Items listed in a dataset
----

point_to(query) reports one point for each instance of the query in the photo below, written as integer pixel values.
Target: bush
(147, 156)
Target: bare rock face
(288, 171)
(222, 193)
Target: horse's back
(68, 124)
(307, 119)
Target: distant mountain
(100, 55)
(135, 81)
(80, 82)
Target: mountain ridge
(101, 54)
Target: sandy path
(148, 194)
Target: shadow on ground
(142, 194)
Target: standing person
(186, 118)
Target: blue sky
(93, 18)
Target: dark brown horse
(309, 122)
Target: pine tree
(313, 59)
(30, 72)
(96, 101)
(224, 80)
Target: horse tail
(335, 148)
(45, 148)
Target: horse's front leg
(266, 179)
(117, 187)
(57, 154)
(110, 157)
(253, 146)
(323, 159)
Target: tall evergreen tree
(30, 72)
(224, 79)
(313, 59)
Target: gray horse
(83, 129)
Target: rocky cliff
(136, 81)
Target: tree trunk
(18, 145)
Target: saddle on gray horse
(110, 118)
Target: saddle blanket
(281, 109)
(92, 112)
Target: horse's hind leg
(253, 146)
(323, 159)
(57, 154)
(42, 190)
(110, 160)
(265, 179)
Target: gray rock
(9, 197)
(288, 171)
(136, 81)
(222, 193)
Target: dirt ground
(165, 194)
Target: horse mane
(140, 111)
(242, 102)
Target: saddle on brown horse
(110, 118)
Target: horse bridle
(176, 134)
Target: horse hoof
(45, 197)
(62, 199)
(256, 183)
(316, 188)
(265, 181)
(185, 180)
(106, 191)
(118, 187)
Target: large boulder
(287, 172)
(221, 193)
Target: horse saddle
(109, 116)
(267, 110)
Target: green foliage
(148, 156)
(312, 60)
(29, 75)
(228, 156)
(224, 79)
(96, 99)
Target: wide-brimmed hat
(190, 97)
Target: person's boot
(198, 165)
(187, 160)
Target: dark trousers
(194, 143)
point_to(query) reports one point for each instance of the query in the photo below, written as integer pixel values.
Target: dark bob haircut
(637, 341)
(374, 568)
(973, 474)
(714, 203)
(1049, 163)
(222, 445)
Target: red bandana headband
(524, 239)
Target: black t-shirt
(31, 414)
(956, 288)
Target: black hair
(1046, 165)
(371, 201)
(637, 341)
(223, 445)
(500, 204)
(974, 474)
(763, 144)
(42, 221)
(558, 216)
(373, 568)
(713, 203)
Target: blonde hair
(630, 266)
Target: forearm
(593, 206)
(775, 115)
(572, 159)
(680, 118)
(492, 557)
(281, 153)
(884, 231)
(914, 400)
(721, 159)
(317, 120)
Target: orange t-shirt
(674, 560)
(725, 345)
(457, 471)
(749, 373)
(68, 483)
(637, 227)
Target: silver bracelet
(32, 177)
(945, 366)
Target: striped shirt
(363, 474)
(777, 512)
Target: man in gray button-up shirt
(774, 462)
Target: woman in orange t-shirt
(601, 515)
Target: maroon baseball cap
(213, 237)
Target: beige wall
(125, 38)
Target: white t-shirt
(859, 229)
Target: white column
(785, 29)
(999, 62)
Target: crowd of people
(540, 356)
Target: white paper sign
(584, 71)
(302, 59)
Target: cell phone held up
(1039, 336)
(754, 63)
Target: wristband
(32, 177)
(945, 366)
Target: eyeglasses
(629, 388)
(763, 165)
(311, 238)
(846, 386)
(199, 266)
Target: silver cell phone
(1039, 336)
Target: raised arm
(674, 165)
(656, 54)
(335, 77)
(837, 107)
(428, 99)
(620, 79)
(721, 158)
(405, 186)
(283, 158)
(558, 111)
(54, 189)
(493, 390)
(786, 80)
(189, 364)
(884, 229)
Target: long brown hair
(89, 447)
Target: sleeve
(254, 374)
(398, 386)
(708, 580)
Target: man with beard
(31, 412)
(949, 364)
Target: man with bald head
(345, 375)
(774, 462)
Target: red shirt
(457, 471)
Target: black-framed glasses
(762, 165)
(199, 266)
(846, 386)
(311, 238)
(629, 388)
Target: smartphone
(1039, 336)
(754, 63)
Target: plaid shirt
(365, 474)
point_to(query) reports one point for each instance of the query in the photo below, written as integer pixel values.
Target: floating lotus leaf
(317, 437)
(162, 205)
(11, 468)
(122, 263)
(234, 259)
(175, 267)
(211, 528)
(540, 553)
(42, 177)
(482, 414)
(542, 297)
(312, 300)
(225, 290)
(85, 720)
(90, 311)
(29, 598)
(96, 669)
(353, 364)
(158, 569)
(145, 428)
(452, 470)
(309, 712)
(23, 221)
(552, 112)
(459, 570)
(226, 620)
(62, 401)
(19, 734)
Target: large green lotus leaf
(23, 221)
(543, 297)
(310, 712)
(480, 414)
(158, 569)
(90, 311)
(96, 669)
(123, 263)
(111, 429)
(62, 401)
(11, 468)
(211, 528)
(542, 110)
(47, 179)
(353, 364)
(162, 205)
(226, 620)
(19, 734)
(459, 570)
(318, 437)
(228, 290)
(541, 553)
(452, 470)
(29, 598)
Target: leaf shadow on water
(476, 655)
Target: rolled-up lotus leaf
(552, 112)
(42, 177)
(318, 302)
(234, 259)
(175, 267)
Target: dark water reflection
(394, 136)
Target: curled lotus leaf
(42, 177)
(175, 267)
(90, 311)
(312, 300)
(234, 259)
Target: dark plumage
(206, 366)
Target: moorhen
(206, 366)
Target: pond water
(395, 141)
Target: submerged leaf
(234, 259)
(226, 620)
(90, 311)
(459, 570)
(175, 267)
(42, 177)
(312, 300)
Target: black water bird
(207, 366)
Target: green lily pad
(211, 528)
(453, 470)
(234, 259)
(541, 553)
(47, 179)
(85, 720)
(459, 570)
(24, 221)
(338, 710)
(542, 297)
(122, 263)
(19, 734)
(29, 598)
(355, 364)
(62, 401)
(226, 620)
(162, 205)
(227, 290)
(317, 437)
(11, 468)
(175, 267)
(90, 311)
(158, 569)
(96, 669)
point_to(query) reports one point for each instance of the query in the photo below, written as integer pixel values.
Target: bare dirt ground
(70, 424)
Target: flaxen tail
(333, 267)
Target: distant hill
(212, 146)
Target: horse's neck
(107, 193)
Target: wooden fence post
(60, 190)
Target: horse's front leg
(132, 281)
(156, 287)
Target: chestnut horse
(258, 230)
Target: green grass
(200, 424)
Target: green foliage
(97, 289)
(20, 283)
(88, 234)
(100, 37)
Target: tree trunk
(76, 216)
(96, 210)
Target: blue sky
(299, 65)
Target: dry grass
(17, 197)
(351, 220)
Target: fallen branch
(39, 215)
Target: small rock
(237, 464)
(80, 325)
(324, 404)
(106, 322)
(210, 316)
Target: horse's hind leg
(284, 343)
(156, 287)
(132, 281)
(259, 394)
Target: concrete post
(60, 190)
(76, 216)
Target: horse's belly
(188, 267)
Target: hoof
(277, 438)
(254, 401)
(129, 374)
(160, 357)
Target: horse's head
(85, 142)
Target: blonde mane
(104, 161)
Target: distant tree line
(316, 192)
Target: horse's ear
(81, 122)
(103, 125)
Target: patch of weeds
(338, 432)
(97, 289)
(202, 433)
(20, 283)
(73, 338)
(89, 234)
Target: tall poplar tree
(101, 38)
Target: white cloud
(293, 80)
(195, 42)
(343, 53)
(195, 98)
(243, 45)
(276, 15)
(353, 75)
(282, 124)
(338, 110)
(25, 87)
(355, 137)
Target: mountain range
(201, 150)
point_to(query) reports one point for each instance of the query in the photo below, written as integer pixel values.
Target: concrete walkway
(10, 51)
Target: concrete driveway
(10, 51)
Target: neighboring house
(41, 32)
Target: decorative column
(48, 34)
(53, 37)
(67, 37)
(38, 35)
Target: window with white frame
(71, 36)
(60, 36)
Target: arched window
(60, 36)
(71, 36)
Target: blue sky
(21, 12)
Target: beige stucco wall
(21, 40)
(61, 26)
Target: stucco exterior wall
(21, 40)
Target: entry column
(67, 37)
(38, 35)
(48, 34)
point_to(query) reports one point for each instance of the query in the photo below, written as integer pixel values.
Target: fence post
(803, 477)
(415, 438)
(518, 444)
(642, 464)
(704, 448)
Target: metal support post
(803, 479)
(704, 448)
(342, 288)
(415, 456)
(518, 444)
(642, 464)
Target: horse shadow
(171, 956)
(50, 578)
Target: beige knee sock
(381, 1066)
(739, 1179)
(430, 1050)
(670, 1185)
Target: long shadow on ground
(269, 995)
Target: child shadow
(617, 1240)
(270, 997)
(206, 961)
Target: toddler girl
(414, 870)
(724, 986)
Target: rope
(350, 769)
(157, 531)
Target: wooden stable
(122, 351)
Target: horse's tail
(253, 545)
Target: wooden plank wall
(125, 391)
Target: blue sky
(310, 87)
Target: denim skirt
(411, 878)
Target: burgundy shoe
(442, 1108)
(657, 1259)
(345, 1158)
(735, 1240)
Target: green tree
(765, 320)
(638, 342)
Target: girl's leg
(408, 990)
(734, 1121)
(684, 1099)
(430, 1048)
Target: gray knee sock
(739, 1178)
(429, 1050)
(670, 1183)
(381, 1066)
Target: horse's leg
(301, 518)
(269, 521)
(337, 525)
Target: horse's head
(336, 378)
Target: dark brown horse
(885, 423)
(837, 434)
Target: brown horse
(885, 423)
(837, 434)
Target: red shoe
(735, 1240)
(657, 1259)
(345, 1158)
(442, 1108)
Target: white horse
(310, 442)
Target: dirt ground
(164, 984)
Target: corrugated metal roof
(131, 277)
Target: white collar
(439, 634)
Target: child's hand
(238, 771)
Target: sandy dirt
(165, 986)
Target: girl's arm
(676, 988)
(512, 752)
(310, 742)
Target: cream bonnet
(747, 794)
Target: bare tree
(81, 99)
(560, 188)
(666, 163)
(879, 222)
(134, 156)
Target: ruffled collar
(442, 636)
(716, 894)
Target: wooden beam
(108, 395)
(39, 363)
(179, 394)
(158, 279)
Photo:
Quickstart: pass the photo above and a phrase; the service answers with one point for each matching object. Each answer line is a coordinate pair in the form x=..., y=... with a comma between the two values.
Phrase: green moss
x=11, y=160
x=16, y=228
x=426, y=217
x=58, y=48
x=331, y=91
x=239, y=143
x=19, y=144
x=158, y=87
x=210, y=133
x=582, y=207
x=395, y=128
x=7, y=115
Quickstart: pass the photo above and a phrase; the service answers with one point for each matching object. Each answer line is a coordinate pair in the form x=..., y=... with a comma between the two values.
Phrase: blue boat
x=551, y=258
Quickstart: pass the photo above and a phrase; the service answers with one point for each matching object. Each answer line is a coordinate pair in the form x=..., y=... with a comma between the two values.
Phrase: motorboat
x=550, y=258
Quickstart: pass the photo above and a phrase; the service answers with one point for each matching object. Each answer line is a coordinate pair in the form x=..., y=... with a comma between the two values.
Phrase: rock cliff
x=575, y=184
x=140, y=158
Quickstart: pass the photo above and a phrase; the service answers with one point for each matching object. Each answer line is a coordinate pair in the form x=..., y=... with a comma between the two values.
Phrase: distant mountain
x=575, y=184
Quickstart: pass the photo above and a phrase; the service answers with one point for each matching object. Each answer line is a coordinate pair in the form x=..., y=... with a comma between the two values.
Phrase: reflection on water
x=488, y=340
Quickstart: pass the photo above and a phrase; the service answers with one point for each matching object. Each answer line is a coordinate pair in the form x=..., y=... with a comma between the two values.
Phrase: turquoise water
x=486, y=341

----

* [Requirement] From the line holding "Phrase: blue boat" down to the last line of the records above, restate each line exactly as written.

* [Completed exercise]
Phrase: blue boat
x=551, y=258
Quickstart: pass the photo above and a phrase; the service answers with one point for each matching object. Each answer line is a coordinate pair in the form x=..., y=... with a comma between the two values.
Phrase: motorboat
x=550, y=258
Quickstart: pass the photo above and a phrase; the service answers with one point for each matching object. Each answer line is a coordinate pair in the form x=..., y=... with a comma between the two values.
Phrase: rock cliff
x=575, y=184
x=140, y=158
Quickstart: pass the photo above and a phrase; the service answers with one point for each matching object. Each answer line is a coordinate pair in the form x=..., y=... with a comma between the two values.
Phrase: distant mountain
x=575, y=184
Quickstart: pass the photo above and a phrase; the service answers with one point for each matching object. Each answer line is a coordinate pair in the form x=..., y=... with a comma between the two values.
Phrase: reflection on water
x=488, y=340
Quickstart: pass the photo above and a phrase; the service answers with one point for each matching object. Each answer line is a coordinate pair in the form x=..., y=... with a comma between the two values.
Phrase: turquoise water
x=486, y=341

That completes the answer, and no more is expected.